• _Exercise set_:
1 - Translate into French the following sentence from the passage on workplace conflict management below: "Unfortunately, resolving conflicts is not as easy as it may sound."
2 - Transcribe the stretch from "In order to create" through "management in the work place." in the passage on workplace conflict management below, preserving its wording and punctuation.

• _Source extract_:
◇ ◇ ◇
In the work place, if conflicts are properly managed, this is a positive move towards the right direction. Conflict management enables changes, competitiveness, and collaboration in the workplace (Kramer, 1998). However, if conflicts are not solved, this can create division, poor motivation, and even cause chaos in the work environment. Indeed, unmanaged conflicts can be source of more problems at the work place (Marick and Albright, 2008). Therefore, organizations leaders must adapt and learn ways of resolving conflict effectively to avoid more problems at the work environment.

In order to create a friendly work environment, managers should manage conflicts effectively (Wall and Callister, 1995). This calls for proper understanding of all aspects involved in conflict management. Leaders must indentify causes of conflicts and explore them critically (Fernandez, 2002). For managers, being able to resolve conflicts in the place of work really portrays leadership qualities. Unfortunately, resolving conflicts is not as easy as it may sound. There are many challenges involved in process of solving or managing conflicts in the work place. In this paper, we shall explore the barriers to conflict management in the work place.

Causes of Conflict in the Workplace

As mentioned, executives and manager need to understand the major causes of conflicts in order to develop strategies of resolving work related conflicts. Before focusing on barriers of conflicts management, it is important that managers should understand and know the causes of conflicts in the workplace. Every leader including managers and executives at some point has to deal with conflicts in the work environment. Dealing with any given conflict depends on the way a manager tries to resolve the conflict. This also determines whether the conflict will be resolved successfully or not. The most critical point is to understand the main causes of conflicts (Fernandez, 2002).
◇ ◇ ◇
• _Collected data_:
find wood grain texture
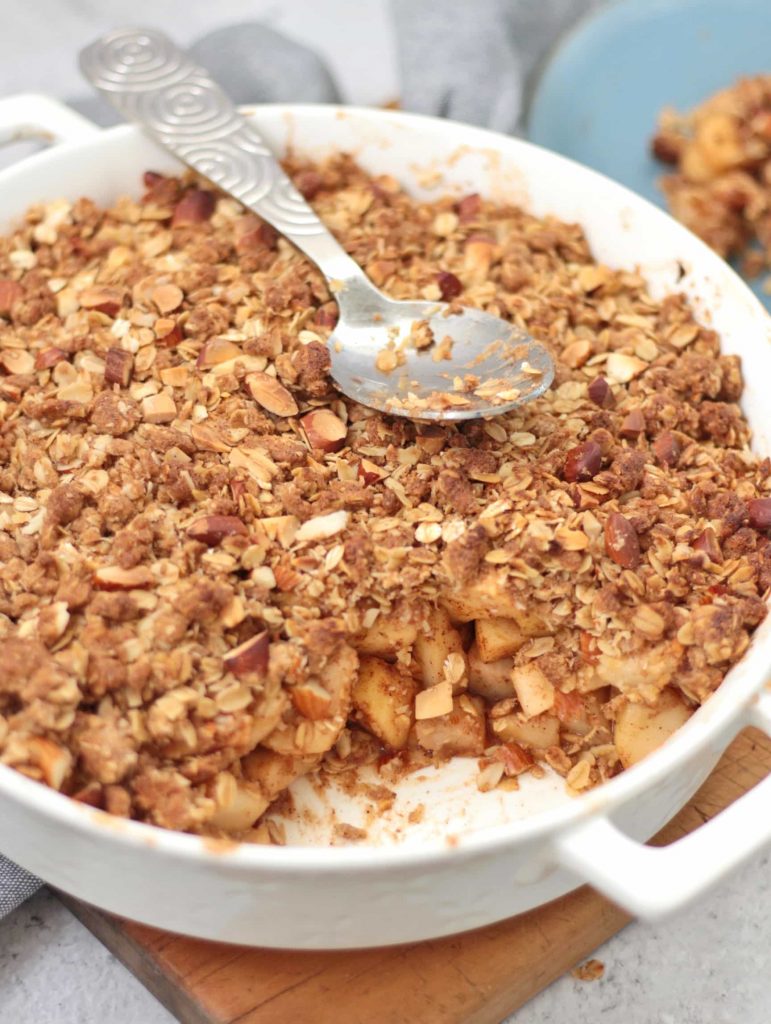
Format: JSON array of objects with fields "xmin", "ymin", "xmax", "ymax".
[{"xmin": 62, "ymin": 729, "xmax": 771, "ymax": 1024}]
◇ ◇ ◇
• _Results of the tasks_:
1 - Malheureusement, résoudre les conflits n'est pas aussi facile qu'il y paraît.

2 -
In order to create a friendly work environment, managers should manage conflicts effectively (Wall and Callister, 1995). This calls for proper understanding of all aspects involved in conflict management. Leaders must indentify causes of conflicts and explore them critically (Fernandez, 2002). For managers, being able to resolve conflicts in the place of work really portrays leadership qualities. Unfortunately, resolving conflicts is not as easy as it may sound. There are many challenges involved in process of solving or managing conflicts in the work place. In this paper, we shall explore the barriers to conflict management in the work place.